* TEXT SHOWN
▬▬▬▬▬▬▬▬▬▬

Limitations of Use with Reptiles

Success depends on the ability of the ultrasonographer and knowledge of normal anatomy of the reptile being scanned.

 Ultrasound waves do not penetrate well through mineralized tissue (boney shell of chelonians and heavily keratinized scales of some reptiles).

 Ultrasound waves are disrupted by air so sonography has limitations when investigating respiratory and gastro-intestinal diseases.

 Scanning during ecdysis is difficult as the air between the layers of skin can cause interference.

 Ultrasound can be used to guide biopsy collection, but when dealing with small reptile patients the use of endoscopy offers superior, direct visualization and has proven to be more valuable for accurate and safe biopsy collection.

Probe Size and Techniques for Improving Imaging through Keratinized Reptile Scales

The giant species will require a 5MHz probe while a 7.5MHz probe will suffice for most reptiles. When dealing with very small specimens (or for the ultrasound examination of eyes) a 10MHz probe with a small footprint is more appropriate.

Good contact and imaging generally requires copious quantities of gel or a water bath.

▬▬▬▬▬▬▬▬▬▬

Region pointing lines:
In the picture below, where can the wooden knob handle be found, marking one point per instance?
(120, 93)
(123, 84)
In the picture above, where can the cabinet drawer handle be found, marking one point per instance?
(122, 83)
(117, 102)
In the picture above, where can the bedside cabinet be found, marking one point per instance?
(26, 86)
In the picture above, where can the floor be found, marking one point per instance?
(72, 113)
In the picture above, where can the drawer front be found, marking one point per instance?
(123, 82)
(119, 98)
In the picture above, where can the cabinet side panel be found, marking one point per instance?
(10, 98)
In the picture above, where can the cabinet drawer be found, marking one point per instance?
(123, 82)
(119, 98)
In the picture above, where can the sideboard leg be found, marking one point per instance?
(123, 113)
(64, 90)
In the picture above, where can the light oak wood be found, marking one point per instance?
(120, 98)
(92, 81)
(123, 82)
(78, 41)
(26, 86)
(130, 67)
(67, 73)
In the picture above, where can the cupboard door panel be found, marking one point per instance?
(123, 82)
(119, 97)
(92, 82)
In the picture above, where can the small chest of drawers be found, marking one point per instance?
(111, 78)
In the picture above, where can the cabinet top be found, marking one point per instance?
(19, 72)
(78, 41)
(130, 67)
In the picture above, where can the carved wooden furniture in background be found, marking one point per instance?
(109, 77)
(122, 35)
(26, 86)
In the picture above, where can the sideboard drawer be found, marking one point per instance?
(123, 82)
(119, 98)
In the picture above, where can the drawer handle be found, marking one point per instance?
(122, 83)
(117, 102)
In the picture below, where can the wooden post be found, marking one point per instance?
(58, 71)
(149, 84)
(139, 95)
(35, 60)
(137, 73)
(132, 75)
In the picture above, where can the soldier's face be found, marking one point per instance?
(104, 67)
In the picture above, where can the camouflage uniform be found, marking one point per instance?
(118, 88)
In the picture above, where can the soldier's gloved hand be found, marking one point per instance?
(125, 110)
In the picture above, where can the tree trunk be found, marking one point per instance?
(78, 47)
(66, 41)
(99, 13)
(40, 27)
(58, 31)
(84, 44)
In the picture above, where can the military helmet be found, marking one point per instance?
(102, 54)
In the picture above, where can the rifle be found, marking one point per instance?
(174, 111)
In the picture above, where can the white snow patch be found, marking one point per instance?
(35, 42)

▬▬▬▬▬▬▬▬▬▬

* YOUR TASKS
- 1) According to the text on reptile ultrasound, why is scanning during ecdysis difficult?
- 2) In the text on reptile ultrasound, how would the part that opens with the words "Ultrasound waves do" and closes with "can cause interference." read with "ecdysis" changed to "shedding"? Rewrite it that way.

* YOUR WRITTEN ANSWERS
- 1) Air between the layers of skin during ecdysis can cause interference, and ultrasound waves are disrupted by air.

- 2)
Ultrasound waves do not penetrate well through mineralized tissue (boney shell of chelonians and heavily keratinized scales of some reptiles).

 Ultrasound waves are disrupted by air so sonography has limitations when investigating respiratory and gastro-intestinal diseases.

 Scanning during shedding is difficult as the air between the layers of skin can cause interference.